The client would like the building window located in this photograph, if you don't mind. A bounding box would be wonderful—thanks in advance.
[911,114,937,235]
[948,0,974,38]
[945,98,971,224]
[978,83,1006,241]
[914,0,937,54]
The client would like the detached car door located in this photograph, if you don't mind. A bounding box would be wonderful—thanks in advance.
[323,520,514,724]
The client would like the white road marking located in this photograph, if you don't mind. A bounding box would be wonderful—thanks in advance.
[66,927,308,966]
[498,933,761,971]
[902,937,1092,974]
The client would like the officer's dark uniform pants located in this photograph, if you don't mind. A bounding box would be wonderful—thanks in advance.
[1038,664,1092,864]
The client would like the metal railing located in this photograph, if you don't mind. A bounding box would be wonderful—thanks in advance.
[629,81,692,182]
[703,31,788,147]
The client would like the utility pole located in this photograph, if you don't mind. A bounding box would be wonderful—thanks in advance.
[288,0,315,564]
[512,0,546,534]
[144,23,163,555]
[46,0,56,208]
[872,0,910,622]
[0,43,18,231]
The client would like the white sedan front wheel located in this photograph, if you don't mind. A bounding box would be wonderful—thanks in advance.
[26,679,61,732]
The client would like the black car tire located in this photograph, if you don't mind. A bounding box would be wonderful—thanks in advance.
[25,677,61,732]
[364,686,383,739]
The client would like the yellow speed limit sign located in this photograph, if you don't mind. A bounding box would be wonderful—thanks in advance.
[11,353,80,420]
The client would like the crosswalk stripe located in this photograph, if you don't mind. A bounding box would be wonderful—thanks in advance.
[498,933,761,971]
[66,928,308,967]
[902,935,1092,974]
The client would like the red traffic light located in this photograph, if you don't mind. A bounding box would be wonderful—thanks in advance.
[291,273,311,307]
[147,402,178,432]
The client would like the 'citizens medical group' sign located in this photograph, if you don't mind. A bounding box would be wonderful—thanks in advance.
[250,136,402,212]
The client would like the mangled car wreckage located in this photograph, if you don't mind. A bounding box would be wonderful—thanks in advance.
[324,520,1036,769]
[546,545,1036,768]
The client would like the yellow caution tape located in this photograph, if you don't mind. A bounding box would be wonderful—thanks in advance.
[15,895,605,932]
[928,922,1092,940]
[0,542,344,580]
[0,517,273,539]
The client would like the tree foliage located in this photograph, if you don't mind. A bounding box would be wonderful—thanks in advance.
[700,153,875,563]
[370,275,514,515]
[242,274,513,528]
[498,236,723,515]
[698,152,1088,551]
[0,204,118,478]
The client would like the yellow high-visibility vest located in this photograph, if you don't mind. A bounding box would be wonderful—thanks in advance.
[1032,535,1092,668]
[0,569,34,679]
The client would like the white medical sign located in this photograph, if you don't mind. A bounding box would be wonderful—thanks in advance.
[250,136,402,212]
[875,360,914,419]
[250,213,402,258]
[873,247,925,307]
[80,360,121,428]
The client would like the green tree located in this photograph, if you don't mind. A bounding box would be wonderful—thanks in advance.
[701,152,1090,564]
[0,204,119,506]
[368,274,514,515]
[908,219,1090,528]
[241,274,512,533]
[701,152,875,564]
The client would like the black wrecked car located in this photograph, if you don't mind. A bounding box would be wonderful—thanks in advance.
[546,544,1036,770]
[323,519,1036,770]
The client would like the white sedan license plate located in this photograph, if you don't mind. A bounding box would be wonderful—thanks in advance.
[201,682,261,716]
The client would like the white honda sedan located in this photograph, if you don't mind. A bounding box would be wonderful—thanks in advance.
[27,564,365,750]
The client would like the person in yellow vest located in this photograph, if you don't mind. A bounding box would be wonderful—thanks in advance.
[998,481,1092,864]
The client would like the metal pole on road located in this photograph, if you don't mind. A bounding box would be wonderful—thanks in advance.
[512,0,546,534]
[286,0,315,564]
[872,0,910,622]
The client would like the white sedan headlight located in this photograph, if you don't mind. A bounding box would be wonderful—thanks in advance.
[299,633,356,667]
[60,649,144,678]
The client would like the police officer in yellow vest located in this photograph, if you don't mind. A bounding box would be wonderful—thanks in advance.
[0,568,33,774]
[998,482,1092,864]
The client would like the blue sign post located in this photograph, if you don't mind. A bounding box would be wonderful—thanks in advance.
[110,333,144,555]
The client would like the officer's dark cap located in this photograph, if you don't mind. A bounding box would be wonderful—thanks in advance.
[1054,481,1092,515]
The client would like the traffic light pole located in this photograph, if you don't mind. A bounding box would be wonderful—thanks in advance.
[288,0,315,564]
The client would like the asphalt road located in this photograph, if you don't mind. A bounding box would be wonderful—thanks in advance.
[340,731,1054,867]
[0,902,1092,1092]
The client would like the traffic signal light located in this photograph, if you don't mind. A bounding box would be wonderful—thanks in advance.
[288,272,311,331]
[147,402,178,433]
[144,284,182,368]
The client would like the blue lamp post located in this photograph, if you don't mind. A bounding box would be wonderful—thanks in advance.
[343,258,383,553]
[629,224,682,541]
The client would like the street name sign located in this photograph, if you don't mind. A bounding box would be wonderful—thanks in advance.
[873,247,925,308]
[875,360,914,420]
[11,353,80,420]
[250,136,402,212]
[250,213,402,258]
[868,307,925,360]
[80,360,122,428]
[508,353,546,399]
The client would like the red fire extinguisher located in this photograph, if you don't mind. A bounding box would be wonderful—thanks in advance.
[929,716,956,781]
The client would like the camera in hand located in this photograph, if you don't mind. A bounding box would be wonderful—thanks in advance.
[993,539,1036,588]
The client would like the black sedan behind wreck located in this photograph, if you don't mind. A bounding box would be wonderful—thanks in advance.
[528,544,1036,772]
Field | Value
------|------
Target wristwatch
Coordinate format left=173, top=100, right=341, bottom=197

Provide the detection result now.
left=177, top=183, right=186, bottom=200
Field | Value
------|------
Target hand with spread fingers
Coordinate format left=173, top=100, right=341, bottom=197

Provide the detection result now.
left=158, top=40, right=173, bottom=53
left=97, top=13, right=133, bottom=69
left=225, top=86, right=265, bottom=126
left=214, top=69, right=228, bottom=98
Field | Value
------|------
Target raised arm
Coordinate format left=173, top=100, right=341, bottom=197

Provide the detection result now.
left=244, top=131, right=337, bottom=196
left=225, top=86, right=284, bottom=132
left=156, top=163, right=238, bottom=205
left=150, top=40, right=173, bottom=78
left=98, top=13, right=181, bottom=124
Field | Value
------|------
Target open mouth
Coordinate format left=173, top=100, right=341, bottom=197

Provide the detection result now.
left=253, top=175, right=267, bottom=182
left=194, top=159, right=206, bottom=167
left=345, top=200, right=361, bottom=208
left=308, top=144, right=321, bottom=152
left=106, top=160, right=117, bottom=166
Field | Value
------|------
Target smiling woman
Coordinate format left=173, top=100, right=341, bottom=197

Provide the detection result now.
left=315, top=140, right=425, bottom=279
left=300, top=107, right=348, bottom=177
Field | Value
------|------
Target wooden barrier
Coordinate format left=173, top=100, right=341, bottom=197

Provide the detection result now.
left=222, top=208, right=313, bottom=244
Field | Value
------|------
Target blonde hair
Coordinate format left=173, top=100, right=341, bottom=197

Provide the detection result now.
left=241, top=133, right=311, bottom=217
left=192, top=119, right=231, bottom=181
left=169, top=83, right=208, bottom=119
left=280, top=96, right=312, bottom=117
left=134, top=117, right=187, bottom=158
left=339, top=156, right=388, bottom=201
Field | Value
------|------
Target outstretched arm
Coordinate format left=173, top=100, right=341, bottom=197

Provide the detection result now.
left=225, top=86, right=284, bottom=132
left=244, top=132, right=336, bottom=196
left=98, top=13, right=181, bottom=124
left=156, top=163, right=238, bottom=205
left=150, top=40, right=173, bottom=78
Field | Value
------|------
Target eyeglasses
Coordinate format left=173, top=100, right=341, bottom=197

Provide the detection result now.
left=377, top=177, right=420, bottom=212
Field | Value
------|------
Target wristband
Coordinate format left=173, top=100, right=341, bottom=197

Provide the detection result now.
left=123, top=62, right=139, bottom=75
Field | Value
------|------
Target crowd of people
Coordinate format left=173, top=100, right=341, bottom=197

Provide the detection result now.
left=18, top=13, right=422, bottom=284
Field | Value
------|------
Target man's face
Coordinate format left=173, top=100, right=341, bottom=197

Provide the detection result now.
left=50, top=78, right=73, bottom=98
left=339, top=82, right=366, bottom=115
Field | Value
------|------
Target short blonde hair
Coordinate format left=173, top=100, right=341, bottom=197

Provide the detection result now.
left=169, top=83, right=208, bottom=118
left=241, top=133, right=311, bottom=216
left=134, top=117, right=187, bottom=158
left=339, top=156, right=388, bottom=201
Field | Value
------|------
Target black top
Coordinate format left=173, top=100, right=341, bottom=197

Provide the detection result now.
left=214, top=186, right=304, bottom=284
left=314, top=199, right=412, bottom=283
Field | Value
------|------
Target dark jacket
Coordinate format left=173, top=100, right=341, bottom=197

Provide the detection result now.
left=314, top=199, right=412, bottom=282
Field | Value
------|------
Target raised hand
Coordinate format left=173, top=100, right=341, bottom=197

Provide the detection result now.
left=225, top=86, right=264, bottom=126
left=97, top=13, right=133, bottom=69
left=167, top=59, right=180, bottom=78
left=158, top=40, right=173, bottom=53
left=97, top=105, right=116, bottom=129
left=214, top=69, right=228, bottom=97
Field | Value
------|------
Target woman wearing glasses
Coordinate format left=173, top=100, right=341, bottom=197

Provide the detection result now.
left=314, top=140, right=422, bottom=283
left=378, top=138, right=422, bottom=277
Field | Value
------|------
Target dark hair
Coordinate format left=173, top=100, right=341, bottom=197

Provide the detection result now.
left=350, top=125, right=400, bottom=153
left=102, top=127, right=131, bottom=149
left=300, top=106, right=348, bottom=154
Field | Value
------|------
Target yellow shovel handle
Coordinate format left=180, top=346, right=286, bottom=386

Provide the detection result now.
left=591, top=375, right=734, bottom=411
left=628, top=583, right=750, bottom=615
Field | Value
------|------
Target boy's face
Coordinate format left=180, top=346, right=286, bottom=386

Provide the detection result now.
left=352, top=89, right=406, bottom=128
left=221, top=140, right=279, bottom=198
···
▶ **Work to complete**: Change "yellow vest" to "reflective safety vest" in the lines from the one containing "The client would like the white sedan license" to the one containing "[998,481,1092,864]", and reproduce only those lines with nothing else altered.

▶ **Exercise output**:
The client would like the white sedan license plate located in this photograph, if you don't mind. A bounding box would be wonderful—thanks in advance.
[201,682,261,716]
The client would like the white honda sedan located in this photograph, if you don't mind. A bounding box would be wonderful—thanks in advance.
[27,564,365,750]
The client would like the person in reflective safety vest located in this photograph, if you don't mind. A bounding box would be wonderful—thanks in advance.
[998,481,1092,864]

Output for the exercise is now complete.